* [EXERCISE INSTRUCTIONS] What is needed is an exact repeat of the lines from the one holding "Query: white concrete curb" through the final line of the data, with no pictures.

[Stored data entries]
⁂
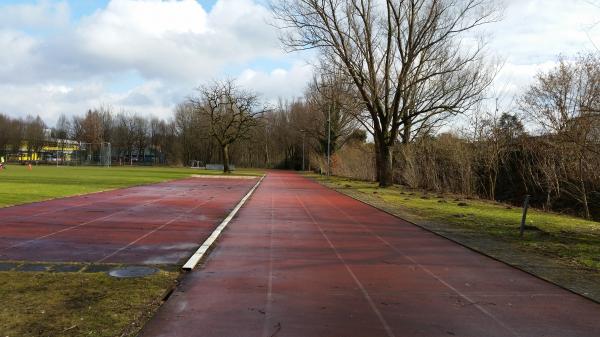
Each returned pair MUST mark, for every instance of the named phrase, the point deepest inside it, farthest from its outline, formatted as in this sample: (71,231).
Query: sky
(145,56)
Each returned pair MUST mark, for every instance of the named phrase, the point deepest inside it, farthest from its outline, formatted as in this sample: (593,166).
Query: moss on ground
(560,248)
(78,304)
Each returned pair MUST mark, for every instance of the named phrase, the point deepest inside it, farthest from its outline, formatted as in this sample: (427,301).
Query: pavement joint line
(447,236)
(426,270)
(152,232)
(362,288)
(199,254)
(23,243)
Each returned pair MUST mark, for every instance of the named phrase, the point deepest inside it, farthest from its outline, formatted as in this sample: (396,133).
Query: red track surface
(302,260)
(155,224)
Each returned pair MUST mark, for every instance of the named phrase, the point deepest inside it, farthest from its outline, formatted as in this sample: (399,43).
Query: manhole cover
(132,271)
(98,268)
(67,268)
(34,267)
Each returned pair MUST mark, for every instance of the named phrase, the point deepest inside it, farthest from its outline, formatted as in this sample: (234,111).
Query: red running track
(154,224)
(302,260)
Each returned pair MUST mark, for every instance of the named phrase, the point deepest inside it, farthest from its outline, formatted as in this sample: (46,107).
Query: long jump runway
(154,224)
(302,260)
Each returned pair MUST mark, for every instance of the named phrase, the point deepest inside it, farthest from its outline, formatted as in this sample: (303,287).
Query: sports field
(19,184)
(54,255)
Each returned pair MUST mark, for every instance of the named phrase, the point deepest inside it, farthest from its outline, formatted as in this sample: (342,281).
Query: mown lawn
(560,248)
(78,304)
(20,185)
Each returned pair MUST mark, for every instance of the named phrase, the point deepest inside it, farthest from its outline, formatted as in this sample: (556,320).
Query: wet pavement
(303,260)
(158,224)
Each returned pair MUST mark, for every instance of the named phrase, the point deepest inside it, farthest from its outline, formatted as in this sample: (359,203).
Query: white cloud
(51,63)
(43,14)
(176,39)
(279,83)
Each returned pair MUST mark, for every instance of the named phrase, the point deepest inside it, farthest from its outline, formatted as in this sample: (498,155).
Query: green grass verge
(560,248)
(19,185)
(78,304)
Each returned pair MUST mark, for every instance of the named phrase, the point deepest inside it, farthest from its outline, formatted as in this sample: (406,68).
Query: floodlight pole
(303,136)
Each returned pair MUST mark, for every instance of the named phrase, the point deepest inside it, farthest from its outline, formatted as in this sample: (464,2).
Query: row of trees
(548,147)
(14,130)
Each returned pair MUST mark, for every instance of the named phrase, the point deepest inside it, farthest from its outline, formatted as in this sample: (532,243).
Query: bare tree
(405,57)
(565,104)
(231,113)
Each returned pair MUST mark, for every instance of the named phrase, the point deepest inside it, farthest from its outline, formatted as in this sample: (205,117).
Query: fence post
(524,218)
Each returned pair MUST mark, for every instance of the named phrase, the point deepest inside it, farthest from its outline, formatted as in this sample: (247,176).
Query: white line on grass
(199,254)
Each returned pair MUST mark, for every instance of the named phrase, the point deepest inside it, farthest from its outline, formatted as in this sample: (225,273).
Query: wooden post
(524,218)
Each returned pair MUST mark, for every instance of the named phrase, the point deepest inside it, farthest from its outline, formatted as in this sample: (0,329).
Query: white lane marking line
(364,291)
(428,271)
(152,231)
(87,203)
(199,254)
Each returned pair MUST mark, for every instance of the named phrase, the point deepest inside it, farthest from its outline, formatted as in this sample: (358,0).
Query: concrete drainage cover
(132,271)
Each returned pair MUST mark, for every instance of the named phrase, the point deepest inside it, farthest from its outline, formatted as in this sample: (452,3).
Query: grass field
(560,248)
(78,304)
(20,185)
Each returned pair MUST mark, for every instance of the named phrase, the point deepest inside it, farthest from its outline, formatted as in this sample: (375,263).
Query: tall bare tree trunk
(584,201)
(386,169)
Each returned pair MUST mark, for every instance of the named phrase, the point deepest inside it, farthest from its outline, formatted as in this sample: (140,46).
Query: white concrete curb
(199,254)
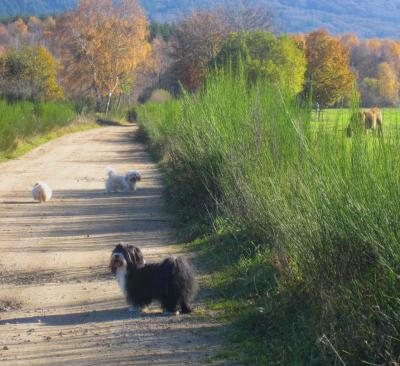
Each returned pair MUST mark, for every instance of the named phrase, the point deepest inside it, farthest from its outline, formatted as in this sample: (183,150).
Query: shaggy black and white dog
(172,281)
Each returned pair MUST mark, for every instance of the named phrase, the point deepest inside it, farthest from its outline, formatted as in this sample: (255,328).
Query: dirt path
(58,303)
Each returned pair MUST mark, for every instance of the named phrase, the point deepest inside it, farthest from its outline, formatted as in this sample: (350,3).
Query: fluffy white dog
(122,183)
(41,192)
⁂
* [ANSWER]
Query: white concrete curb
(199,254)
Each returned pair MUST mark, for every instance of the named phrase, the point deepest inside it, farthest from its outline, formatted as in this sample: (183,150).
Query: shaggy black and white dog
(172,281)
Each returned pair MUST mark, for every instance of the named phrase, the point deepest inside it, farthest from its outline, formatted as in this sample: (255,328).
Query: dirt path
(58,303)
Each returned pair MUST mark, for every instance of the named phrase, the point deepest inside it, farthest from its outline, formatted as in this sample: (350,3).
Query: fluffy white dog
(122,183)
(41,192)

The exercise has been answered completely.